*** SOURCE MATERIAL ***

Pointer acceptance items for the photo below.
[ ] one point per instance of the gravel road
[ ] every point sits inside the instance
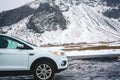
(94, 69)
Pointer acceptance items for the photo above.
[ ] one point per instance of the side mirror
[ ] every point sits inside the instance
(20, 46)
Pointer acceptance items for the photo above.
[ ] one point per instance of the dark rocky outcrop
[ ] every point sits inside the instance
(47, 18)
(12, 16)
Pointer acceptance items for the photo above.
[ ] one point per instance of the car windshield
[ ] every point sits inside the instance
(26, 42)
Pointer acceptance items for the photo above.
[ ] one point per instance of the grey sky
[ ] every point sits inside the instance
(11, 4)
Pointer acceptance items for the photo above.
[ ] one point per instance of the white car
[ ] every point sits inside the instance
(18, 57)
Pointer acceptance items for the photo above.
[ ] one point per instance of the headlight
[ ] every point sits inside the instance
(58, 53)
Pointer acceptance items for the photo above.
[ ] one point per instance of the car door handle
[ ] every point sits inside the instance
(31, 54)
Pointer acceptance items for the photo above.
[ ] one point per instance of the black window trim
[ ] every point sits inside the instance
(28, 47)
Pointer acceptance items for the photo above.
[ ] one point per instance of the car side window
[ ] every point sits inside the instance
(8, 43)
(12, 44)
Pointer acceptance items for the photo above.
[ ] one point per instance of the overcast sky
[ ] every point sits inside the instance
(11, 4)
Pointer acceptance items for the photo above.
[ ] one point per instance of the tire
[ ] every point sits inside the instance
(44, 71)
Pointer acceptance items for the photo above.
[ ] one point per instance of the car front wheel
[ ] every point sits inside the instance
(44, 71)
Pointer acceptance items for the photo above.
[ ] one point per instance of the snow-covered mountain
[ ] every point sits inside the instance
(64, 21)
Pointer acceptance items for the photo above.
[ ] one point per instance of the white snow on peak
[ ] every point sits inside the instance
(84, 24)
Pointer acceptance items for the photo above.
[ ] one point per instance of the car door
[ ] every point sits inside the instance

*** End of SOURCE MATERIAL ***

#### [WHAT THE TASK ASKS]
Return the listing above unchanged, apart from dropping its pictures.

#### [SOLVED PROBLEM]
Pointer acceptance items for the photo below.
[ ] one point per instance of the gravel road
[ ] every point sits inside the instance
(94, 69)
Pointer acceptance items for the photo above.
[ ] one point per instance of the side mirror
[ ] every point sits inside the instance
(20, 46)
Pointer acceptance items for the photo above.
[ ] one point per instance of the dark rocky outcrop
[ ] every point sits inside the instance
(47, 18)
(12, 16)
Pointer acceptance items for the photo above.
[ ] one point per instance of the car windshield
[ ] every point sits inside the instance
(26, 42)
Pointer acceptance items for the photo above.
[ ] one point per instance of the grey sky
[ ] every point sits inside the instance
(11, 4)
Pointer acceptance items for the photo above.
[ ] one point per instance of the white car
[ ] every point sits inside the instance
(18, 57)
Pointer acceptance items for the photo above.
[ ] one point per instance of the headlight
[ ] every point sits inside the instance
(58, 53)
Pointer acceptance items for the photo above.
[ ] one point per instance of the car door handle
[ ] every point sits inside the instance
(31, 54)
Pointer acceptance items for the photo above.
[ ] one point per instance of the black window trim
[ ] every point sits inside the instance
(28, 47)
Pointer acceptance items for the photo above.
[ ] one point per instance of the car side window
[ ] every point sits inside the instance
(8, 43)
(12, 44)
Pointer acceptance items for the photo above.
[ ] one point per instance of the overcast sky
[ ] every point sits inside the instance
(11, 4)
Pointer acceptance items for the photo above.
[ ] one point per instance of the tire
[ ] every point sits inside the instance
(44, 71)
Pointer acceptance items for the photo above.
[ ] one point per instance of the car front wheel
[ ] every point sits inside the instance
(44, 71)
Pointer acceptance items for the photo above.
[ ] one point per instance of the snow-covered mountain
[ ] every point sits inside the instance
(64, 21)
Pointer acceptance items for the photo above.
[ ] one point per instance of the white snow on peak
[ ] every point sits inside the instance
(84, 24)
Pointer acceptance items for the photo above.
[ ] one point per instance of the car door
[ ] every point sits inside the instance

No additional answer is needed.